■ Selected passage ■
[BEGIN]
Doing so means loosening the reins and delegating key decision-making to team members on the ground rather than to founders. That requires taking a huge risk, because you’re ceding control over part of your company. But by designing core principles that drive behavior, you open up your platform to new and surprising innovation from the bottom up.

Here are four design principles that will allow you to build a platform for your team:

  • Flatten the ladder. While hunting for external talent helps you fill immediate needs, you build a platform by growing leadership from the bottom up.
  • Create clean interfaces and autonomy between teams. Instead of structuring the way a team operates, structure how the teams communicate and interface with one another, and allow them to execute autonomously.
  • Burn the ships. Companies need the ability to internalize external changes, and that often means abandoning safety nets.
  • Leave culture undetermined. Overdetermining culture creates process and bureaucracy. Instead, concrete and memorable values allow new and surprising behaviors to emerge from your team.

In the rest of this article, we’ll walk through each principle and show how to build a platform for your team.

1. Flatten the ladder.

Leaders aren’t born, they’re made. You may be able to grow your team incrementally by hiring a new engineering lead who’s better than a current engineer. But even a mediocre engineer who sticks around, compounds, and expands their role will overtake a Silicon Valley mercenary who jumps around from job to job.

Startups should spend less time looking for leadership to “fix” the company through external hires, and more time trying to create conditions that allow leadership to grow from within. That means flattening the ladder and providing upward mobility for your troops on the ground.

At times, you may need to hire an experienced COO or CFO to help scale. But filling every top rank with outsiders tells your team that there isn’t room for personal growth at your company.

“Hiring the best people” isn’t a sustainable long-term strategy. To build a platform for your team, you have to build leadership from the bottom up over the course of years — not quarters. Finding external talent is a short-term fix to fill immediate needs.

Talent is under your nose if you care to look for and invest in it. That’s the only way you can create a people platform.
[END]
■ What is needed ■
Extend the article on design principles for building a team platform, starting after its last sentence. The records are separate material and do not belong to the article on team-building principles.

Stored dataset items
[BEGIN]
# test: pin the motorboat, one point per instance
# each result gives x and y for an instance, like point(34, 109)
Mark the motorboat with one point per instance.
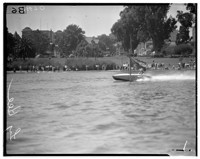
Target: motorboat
point(130, 77)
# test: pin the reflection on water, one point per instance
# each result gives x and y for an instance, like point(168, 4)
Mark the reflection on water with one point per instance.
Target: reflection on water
point(89, 112)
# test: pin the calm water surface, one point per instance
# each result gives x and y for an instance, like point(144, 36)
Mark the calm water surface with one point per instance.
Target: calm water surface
point(89, 112)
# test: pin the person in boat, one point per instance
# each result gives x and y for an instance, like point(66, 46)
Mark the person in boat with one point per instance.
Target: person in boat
point(141, 71)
[END]
■ Response for this exercise ■
Google

Google products: 2002 to today

By early 2002, as Google’s product line was expanding from Search, the company’s homegrown technology stack grew increasingly hard to navigate. While small teams at Google were developing new ideas all the time, deploying them into production was a different story.

Google needed product managers — people who understood Google’s web of infrastructure and software products and were able to steer new ideas across engineering, design, and marketing to production. The only problem was that these people didn’t exist. So instead of trying to hire external talent, Google flattened their organizational ladder and created internal talent.

Marissa Mayer, an early product manager at Google, bet a coworker that she could train new product managers faster than he could hire them. This training program was known as the “Associate Product Manager” (APM). APMs were sourced from recently graduated computer science majors for a two-year rotational position. Upon joining the company, they were assigned to a product, like Search or AdWords, for a year. The next year, they would rotate to a different department.

The APM program rapidly trained product managers by giving them real responsibility — the first APM was put in charge of Gmail — and cycling them through different products. Instead of just learning how to manage a single type of product, they were exposed to multiple sides of the business.

Graduates of Google’s APM program have not only filled dozens of senior leadership roles at the company but also constitute one of the most talented groups of product managers in the Valley.

Some former APMs include:

  • Brian Rakowski: Worked on Chrome and Gmail. Currently VP of Product Management at Google.
  • Wesley Chan: Worked on Google Toolbar, Google Analytics, and Google Voice. Currently Managing Director at Felicis Ventures.
  • Bret Taylor: Worked on Google Maps before joining Facebook as CTO. Currently President and Chief Product Officer at Salesforce.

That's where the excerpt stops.